▶ **SOURCE DOCUMENT**:
Let your idea grow with Get Seeded


Get Seeded is a new initiative to help students promote entrepreneurship and innovation on campus. (Photo supplied by writer.)

Are you a student entrepreneur with an idea for a project or business but no way to fund it? Then Get Seeded is for you.

Get Seeded is a new initiative at the University of Connecticut. It is coordinated by the Connecticut Center for Entrepreneurship and Innovation (CCEI) in partnership with the Peter J. Werth Institute for Entrepreneurship and Innovation, UConn Libraries, Innovation Quest and the Management Department and is designed to promote student entrepreneurship and innovation on campus, according to the program’s flyer.

Noah Sobel-Pressman, a third-semester business management major and a Werth Innovator with the Werth Institute, explained the importance of a program like Get Seeded.

“The problem we’re trying to solve at UConn is that we want to make sure that people are able to join entrepreneurship and to try entrepreneurship with as little barriers as possible,” Sobel-Pressman said. “There’s a lot of great programs at UConn, but the problem is that in order to be ready for those programs, you need to be a pretty developed start-up, and there’s no way to help you get there.”

▶ **WORK TO BE COMPLETED**:
Rewrite the part of the Get Seeded article starting with "Get Seeded is a new initiative at" and going on through "like Get Seeded.", replacing "flyer" with "brochure".

Recorded data
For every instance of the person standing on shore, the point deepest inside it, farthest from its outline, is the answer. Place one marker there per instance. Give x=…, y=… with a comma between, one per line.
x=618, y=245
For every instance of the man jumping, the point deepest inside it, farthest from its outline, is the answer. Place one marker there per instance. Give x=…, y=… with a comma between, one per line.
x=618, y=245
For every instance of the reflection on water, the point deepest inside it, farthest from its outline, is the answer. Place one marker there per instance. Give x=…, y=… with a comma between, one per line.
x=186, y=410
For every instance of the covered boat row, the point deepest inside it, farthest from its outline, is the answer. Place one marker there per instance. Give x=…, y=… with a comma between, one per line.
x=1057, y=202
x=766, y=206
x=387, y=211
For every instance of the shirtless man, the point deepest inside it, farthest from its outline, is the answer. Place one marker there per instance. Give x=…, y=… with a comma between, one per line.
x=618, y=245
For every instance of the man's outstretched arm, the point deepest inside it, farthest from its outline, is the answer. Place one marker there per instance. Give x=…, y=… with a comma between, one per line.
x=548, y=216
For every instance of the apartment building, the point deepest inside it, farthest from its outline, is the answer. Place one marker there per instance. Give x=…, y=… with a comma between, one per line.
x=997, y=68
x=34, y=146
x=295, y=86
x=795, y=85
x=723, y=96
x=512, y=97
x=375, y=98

* * *

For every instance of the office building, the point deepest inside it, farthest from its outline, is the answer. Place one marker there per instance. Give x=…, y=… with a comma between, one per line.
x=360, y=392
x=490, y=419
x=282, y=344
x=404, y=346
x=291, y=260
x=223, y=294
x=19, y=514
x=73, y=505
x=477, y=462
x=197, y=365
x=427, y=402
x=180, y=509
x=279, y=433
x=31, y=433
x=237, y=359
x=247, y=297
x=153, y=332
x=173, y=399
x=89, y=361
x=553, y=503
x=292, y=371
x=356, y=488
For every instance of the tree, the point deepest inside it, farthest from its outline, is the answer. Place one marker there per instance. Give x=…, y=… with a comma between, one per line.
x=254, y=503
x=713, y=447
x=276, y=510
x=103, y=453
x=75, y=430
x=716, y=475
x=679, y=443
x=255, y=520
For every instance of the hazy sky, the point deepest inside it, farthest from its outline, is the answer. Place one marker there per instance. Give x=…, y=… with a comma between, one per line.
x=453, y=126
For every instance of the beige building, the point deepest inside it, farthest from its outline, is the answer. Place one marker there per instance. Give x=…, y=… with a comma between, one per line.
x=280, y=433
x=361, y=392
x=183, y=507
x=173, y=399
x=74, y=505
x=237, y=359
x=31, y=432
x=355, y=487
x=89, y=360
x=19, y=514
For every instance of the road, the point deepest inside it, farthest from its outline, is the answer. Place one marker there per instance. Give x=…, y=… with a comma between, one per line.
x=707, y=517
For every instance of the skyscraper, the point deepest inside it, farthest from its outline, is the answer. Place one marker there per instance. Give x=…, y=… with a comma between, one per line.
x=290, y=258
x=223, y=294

▶ **TASK RESULT**:
Get Seeded is a new initiative at the University of Connecticut. It is coordinated by the Connecticut Center for Entrepreneurship and Innovation (CCEI) in partnership with the Peter J. Werth Institute for Entrepreneurship and Innovation, UConn Libraries, Innovation Quest and the Management Department and is designed to promote student entrepreneurship and innovation on campus, according to the program’s brochure.

Noah Sobel-Pressman, a third-semester business management major and a Werth Innovator with the Werth Institute, explained the importance of a program like Get Seeded.